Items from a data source
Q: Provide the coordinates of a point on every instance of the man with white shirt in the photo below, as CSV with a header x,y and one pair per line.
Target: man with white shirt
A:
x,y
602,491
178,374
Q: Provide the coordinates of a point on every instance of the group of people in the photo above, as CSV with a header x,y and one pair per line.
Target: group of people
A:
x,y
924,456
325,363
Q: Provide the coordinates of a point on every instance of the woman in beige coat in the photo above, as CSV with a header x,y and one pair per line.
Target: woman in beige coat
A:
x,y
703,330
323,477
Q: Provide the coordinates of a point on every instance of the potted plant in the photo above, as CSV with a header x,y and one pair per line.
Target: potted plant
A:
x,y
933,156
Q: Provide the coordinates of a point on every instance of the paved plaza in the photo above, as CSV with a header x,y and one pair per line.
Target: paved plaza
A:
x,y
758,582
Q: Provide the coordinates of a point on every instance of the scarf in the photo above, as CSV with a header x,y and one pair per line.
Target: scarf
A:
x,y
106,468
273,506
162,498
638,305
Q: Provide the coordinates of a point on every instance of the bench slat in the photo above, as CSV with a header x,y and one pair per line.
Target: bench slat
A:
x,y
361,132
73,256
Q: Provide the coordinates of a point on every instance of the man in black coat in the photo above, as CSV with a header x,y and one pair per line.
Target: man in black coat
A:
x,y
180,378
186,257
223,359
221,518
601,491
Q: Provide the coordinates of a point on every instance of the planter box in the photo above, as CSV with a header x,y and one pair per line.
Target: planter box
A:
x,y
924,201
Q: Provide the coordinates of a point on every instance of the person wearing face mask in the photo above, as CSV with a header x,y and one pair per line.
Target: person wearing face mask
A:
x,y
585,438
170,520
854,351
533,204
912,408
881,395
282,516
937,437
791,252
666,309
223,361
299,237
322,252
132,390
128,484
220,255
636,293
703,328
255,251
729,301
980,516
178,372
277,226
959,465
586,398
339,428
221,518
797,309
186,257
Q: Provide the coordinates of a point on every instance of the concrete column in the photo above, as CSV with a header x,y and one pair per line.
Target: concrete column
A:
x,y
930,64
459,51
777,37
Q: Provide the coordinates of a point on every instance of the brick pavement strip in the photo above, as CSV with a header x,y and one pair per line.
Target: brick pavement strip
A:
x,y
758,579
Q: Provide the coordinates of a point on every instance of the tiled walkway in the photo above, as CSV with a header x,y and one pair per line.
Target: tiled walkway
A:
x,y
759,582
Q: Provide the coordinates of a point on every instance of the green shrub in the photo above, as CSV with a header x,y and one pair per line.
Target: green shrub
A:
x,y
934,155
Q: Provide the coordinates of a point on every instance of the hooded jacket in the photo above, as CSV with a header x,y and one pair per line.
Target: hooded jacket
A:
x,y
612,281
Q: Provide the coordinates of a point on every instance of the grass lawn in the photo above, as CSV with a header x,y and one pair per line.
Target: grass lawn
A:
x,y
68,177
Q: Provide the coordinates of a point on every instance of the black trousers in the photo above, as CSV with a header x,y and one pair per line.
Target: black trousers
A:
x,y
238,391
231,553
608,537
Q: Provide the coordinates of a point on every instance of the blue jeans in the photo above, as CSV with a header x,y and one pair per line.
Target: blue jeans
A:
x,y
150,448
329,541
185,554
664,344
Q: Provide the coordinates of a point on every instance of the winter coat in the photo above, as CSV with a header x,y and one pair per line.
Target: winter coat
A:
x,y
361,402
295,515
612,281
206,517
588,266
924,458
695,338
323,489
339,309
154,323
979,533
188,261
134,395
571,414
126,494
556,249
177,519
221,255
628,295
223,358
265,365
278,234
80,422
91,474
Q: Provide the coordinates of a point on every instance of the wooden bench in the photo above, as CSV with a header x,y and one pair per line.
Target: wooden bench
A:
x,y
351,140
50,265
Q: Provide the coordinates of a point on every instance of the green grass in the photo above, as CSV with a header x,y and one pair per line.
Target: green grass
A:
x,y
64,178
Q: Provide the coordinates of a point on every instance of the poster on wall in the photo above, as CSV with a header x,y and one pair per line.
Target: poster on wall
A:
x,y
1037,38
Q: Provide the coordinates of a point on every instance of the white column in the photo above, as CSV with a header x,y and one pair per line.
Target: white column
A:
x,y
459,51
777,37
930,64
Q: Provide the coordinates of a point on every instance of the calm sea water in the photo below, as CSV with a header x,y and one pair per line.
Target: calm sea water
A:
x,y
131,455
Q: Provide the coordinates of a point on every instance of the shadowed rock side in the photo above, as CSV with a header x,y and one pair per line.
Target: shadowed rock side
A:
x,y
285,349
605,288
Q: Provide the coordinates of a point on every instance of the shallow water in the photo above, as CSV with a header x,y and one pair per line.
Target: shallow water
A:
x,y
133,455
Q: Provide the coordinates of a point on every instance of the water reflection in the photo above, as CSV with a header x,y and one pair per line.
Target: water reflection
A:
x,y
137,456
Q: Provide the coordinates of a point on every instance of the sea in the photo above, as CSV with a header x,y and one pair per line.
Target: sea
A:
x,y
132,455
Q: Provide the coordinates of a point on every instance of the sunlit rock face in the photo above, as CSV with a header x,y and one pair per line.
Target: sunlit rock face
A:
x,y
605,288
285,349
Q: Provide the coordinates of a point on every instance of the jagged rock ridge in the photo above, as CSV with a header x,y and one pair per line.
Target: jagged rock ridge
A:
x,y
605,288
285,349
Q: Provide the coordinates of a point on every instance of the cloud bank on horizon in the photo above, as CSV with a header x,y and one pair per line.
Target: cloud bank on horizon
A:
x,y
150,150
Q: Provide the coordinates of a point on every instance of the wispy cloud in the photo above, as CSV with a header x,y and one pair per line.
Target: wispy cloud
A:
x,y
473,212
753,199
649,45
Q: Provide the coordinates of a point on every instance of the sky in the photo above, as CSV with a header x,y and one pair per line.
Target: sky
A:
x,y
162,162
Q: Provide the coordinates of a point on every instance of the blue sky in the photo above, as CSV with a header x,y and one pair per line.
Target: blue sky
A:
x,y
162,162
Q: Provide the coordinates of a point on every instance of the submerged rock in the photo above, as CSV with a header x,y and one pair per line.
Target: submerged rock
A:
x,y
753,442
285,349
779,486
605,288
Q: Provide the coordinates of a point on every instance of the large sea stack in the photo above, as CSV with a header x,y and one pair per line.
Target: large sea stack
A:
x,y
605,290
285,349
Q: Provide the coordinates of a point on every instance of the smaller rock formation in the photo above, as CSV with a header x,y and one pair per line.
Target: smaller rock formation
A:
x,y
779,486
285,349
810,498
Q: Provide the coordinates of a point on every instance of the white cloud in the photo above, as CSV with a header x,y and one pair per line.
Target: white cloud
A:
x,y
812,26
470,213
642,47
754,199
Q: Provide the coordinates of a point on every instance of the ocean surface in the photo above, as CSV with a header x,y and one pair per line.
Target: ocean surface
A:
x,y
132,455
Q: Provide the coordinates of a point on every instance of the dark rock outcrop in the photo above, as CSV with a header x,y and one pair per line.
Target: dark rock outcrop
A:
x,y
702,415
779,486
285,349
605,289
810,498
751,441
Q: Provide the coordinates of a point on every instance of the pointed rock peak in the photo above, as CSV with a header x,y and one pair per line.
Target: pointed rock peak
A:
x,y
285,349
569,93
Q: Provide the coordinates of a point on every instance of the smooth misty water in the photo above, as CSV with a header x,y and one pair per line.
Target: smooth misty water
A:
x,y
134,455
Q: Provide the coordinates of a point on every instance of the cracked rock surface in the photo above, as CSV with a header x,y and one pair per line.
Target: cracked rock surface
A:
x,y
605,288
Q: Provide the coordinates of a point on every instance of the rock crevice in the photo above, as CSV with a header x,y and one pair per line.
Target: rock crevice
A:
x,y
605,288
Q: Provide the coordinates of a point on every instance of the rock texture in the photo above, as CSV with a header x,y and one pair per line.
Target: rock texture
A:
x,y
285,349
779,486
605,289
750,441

**EXERCISE DIRECTIONS:**
Check every line of the entries for the string "ocean". Give only the number of lines that hold it.

**RESPONSE:**
2